Your goal: Keep the pictures out. Restate the entries below word for word.

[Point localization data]
◇ ◇ ◇ ◇ ◇
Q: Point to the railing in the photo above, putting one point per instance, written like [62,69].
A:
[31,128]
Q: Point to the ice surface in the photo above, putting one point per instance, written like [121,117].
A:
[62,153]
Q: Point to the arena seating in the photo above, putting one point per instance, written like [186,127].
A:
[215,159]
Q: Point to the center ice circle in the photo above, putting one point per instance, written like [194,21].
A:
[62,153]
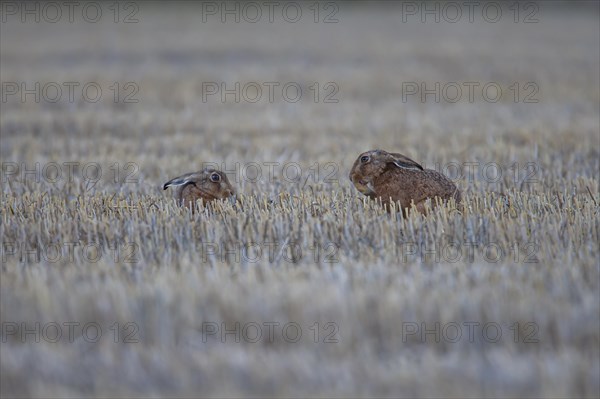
◇ ◇ ◇ ◇ ◇
Answer to the exercise:
Q: Point to the railing in the photo above, putting one point per instance, written like [62,69].
A:
[31,128]
Q: Point to the ice surface in the photo above, putting one point per instance, written like [121,117].
A:
[62,153]
Q: Point to the arena seating in the photo above, putting one point per instance, written like [186,127].
A:
[215,159]
Q: Point to the center ice circle in the photo above, putting one point per instance, written like [194,21].
A:
[62,153]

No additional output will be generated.